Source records
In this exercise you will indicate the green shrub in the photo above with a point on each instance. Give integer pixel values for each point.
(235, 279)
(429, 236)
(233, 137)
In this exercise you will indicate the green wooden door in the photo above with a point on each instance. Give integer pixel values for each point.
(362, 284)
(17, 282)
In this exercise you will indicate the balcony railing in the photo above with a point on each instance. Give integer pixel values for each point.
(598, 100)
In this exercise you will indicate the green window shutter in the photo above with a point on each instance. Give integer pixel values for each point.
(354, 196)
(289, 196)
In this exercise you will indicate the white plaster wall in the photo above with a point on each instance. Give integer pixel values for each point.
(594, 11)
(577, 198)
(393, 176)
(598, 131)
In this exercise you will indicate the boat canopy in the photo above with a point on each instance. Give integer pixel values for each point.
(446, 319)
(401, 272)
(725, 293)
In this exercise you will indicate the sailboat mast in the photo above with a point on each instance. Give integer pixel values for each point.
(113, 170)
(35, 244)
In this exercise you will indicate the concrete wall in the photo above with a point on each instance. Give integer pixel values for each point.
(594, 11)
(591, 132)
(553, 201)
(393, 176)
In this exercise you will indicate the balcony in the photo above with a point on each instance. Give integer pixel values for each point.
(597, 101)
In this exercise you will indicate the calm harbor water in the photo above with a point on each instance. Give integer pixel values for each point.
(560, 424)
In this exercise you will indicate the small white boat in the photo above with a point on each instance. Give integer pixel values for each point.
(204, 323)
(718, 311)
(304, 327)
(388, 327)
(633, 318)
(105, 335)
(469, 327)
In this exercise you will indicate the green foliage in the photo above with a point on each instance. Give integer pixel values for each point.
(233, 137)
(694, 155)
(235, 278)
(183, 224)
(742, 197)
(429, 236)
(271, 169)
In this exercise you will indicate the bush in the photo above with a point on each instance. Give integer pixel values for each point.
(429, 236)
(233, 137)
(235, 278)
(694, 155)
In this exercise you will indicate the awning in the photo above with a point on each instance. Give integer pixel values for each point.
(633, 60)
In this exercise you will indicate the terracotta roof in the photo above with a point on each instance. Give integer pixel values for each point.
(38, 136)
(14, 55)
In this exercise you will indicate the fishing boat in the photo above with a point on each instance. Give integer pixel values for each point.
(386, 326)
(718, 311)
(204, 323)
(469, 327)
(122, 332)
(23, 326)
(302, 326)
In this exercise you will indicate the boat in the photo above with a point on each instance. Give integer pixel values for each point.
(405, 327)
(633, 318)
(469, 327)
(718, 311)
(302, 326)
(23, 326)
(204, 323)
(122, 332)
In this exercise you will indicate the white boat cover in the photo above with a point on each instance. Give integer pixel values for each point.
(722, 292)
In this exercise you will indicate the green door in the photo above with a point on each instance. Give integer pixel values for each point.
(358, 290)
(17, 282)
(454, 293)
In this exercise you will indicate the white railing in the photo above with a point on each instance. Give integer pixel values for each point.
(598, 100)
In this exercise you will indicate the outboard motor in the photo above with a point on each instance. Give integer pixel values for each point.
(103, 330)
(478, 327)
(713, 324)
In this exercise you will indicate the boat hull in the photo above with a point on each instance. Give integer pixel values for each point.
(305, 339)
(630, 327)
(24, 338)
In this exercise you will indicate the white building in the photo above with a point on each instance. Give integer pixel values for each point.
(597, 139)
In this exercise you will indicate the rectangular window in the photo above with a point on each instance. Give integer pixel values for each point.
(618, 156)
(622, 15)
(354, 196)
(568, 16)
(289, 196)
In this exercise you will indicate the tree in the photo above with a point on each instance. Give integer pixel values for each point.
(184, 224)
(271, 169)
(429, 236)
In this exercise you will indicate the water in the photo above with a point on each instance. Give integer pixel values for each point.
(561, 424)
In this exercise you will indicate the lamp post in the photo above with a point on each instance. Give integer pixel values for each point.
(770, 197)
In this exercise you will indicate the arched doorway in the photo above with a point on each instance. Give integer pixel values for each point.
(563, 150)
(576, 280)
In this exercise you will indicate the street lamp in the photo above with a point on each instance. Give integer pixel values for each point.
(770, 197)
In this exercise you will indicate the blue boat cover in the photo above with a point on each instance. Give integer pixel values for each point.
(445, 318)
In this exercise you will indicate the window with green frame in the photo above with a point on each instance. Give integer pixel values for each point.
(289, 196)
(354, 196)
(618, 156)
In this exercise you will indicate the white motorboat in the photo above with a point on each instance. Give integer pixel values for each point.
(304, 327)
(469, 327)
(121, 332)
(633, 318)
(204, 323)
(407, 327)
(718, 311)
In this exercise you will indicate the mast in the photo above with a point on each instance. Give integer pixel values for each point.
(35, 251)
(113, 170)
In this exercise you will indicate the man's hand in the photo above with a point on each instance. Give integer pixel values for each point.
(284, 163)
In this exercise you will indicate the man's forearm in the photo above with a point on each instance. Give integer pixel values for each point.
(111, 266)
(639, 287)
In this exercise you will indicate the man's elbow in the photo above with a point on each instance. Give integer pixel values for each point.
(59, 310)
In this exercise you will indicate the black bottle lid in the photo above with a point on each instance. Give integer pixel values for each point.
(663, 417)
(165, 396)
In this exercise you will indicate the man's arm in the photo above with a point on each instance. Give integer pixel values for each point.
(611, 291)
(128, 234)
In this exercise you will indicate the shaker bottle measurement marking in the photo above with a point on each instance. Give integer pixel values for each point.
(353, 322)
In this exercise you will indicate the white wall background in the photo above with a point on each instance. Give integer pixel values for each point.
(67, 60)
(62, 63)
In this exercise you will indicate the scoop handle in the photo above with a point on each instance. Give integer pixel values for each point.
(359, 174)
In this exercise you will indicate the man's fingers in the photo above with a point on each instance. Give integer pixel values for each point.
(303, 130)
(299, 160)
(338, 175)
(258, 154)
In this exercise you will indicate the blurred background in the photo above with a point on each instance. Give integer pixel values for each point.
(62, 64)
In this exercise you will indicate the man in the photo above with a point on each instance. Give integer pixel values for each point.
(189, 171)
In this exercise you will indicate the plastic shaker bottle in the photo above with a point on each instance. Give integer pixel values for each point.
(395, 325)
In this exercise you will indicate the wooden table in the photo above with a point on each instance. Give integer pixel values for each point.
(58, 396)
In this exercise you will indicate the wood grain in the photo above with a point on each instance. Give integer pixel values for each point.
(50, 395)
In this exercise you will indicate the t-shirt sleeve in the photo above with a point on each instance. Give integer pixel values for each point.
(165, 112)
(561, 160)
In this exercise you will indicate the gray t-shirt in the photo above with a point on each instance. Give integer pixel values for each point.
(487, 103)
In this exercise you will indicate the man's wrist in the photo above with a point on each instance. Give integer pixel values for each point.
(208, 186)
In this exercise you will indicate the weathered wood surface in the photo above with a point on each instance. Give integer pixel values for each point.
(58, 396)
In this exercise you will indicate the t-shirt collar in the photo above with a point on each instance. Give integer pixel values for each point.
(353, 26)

▸ **TO DO**: The data above should be returned in full, exactly as written.

▸ **TASK OUTPUT**:
In this exercise you will indicate the green shrub in the photo above with a point on each instance. Give integer pixel values for each point.
(235, 279)
(429, 236)
(233, 137)
In this exercise you will indicate the green wooden door in the photo above with a point on each instance. Give integer pixel values for each point.
(362, 284)
(17, 282)
In this exercise you will indicate the balcony railing in the photo above with a point on each instance. Give integer pixel values for each point.
(598, 100)
In this exercise you will indicate the green window shutter in the photo above with a point on each instance. Give integer pixel values for each point.
(354, 196)
(289, 196)
In this exercise you will indicate the white plaster wall in the photo above with a point on each instance. Give integer pixel values for each point.
(594, 11)
(577, 198)
(393, 176)
(598, 131)
In this exercise you will indicate the boat canopy in the photo above with a point on each instance. Give integer pixel values for each point.
(446, 319)
(401, 272)
(725, 293)
In this exercise you will indicate the sailboat mast in the photo above with a point on each instance. Give integer pixel values for each point.
(113, 170)
(35, 244)
In this exercise you will indicate the concrete wall in the photo above with a point on each instance. Give integer pixel values for each point.
(594, 11)
(591, 132)
(553, 201)
(393, 176)
In this exercise you will indicate the balcony in the photo above with a point on each instance. Give integer pixel values for each point.
(597, 101)
In this exercise you will indicate the calm harbor water in the photo above with a point on each instance. Give integer pixel values for each point.
(560, 424)
In this exercise you will indicate the small white boat in the photo above with a point on each instance. Give integer pixel values for each point.
(204, 323)
(718, 311)
(304, 327)
(388, 327)
(633, 318)
(105, 335)
(469, 327)
In this exercise you will indicate the green foliage in the photo above with a point on each instance. Give integer pixel values for each point.
(233, 137)
(694, 155)
(235, 278)
(183, 224)
(742, 197)
(429, 236)
(271, 169)
In this exercise you will indicate the bush in the photo above with a point on each instance. Give integer pixel values for each point.
(429, 236)
(233, 137)
(235, 278)
(694, 155)
In this exercise you will indicate the awning in the photo above with a point on each instance. Give integer pixel values for each point.
(633, 60)
In this exercise you will indicate the terracotta roof in the photo above with a point on each instance. Give integer pixel values for each point.
(38, 136)
(14, 55)
In this exercise you will indicate the fishing boat in the photo above with a point on each instance. Give integer pixel values for each point.
(386, 326)
(718, 311)
(204, 323)
(469, 327)
(122, 332)
(23, 326)
(302, 326)
In this exercise you will indicate the boat in the photo above with a point on each instance. Give integer pixel values for each point.
(405, 327)
(633, 318)
(469, 327)
(718, 311)
(302, 326)
(23, 326)
(204, 323)
(122, 332)
In this exercise you will indicate the white boat cover in the photo above with a point on each instance. Give integer pixel values for each point.
(722, 292)
In this exercise you will indicate the green door in the photo above with a point on each instance. Give integer pixel values for each point.
(358, 290)
(17, 282)
(454, 293)
In this exercise you will indicate the white railing in the photo above with a point on each instance. Give integer pixel values for each point.
(598, 100)
In this exercise you will indicate the outboard motor in the photo above with a point on each instance. Give integer pixel values for each point.
(103, 330)
(478, 327)
(713, 324)
In this exercise you will indicate the boat hull in the photo above with a point on each instance. Give integer pixel values for each point.
(305, 339)
(630, 327)
(24, 338)
In this exercise you will indicate the white building in the photo above with a point on each instance. Give integer pixel values for each point.
(597, 139)
In this exercise you will indicate the rectangular window in the photo above with a point on each instance. Give integer pixel values for each point.
(618, 156)
(622, 15)
(354, 196)
(568, 16)
(289, 196)
In this exercise you will indicate the tree in the photo above with a point on each instance. Give integer pixel values for each point.
(184, 224)
(271, 169)
(429, 236)
In this exercise you will indicate the water in the photo above with a point on each instance. Give integer pixel values for each point.
(561, 424)
In this exercise you will indicate the lamp post in the photo above with a point on each instance. Give integer pixel values for each point.
(770, 197)
In this exercise you will indicate the arched doorway in the photo above with a point on each instance. Give integer pixel values for each point.
(563, 150)
(576, 280)
In this exercise you will indicate the street lamp in the photo above with a point on each instance. Give integer pixel values for each point.
(770, 197)
In this exercise you will indicate the blue boat cover in the photo above with a point on each instance. Give integer pixel values for each point.
(445, 318)
In this exercise you will indicate the window with green frame in the photo above with a point on each instance. Give integer pixel values for each point.
(289, 196)
(354, 196)
(618, 156)
In this exercise you will indicate the white motorboat in the photo above with a point on each instance. Give integer pixel values for each point.
(304, 327)
(469, 327)
(121, 332)
(633, 318)
(204, 323)
(407, 327)
(718, 311)
In this exercise you will indicate the mast in the photo above with a point on each instance. Give integer pixel values for each point.
(35, 251)
(113, 170)
In this exercise you will indicate the man's hand in the photo above with a point on each instance. Give integer pixel values for each point.
(284, 163)
In this exercise you will indicate the man's forearm in the photo above with a point on each instance. Give integer pixel values for each point.
(111, 266)
(639, 287)
In this exercise you will indicate the man's elbow in the photo above with a point on each instance. Give integer pixel values for each point.
(59, 310)
In this exercise you will indicate the black bottle lid in the photo above with a point on each instance. Give integer pixel values for each point.
(663, 417)
(165, 396)
In this exercise you will indicate the man's arm in the photo above with a point on each instance. Give integer pixel values for each point.
(611, 291)
(128, 234)
In this exercise you will indicate the shaker bottle measurement marking in the photo above with a point on each instance. Give integer pixel values for each point.
(353, 322)
In this exercise you will indicate the white wall background in the photo above with a point on each instance. Give integer pixel values for each point.
(67, 60)
(62, 63)
In this exercise you will indicate the scoop handle in the photo above with a point on each instance. Give integer pixel values for each point.
(359, 174)
In this exercise you will indicate the man's fingers in the photo above with a point on each instance. Give integer pixel values for each point.
(303, 130)
(299, 160)
(338, 175)
(258, 154)
In this exercise you will indicate the blurred background in the photo above with a point on each instance. Give integer pixel values for each point.
(62, 64)
In this exercise you will indicate the man in the photo above with a point on each instance. Give integer pixel values for each point.
(189, 171)
In this exercise you will indicate the plastic shaker bottle in the photo above with a point on each instance. Give integer pixel values for each point.
(395, 325)
In this exercise you will indicate the wooden table in the photo above with a point on each instance. Give integer pixel values for each point.
(58, 396)
In this exercise you will indicate the wood grain in the photo above with a point on each instance. Give integer pixel values for each point.
(50, 395)
In this exercise you will indicate the t-shirt sleeve in the photo above with a point on each instance. Give integer pixel values for each point.
(165, 112)
(561, 160)
In this exercise you will indicate the gray t-shirt in the photo above with a point on each instance. Give integer pixel values for each point.
(487, 103)
In this exercise you will indicate the man's wrist in the photo above with a point on each instance. Give integer pixel values for each point.
(208, 186)
In this exercise you will indicate the weathered wood surface in the photo above with a point on each instance. Give integer pixel values for each point.
(58, 396)
In this exercise you will indicate the t-shirt collar in the photo above with a point on each instance. Give integer pixel values for each point.
(353, 26)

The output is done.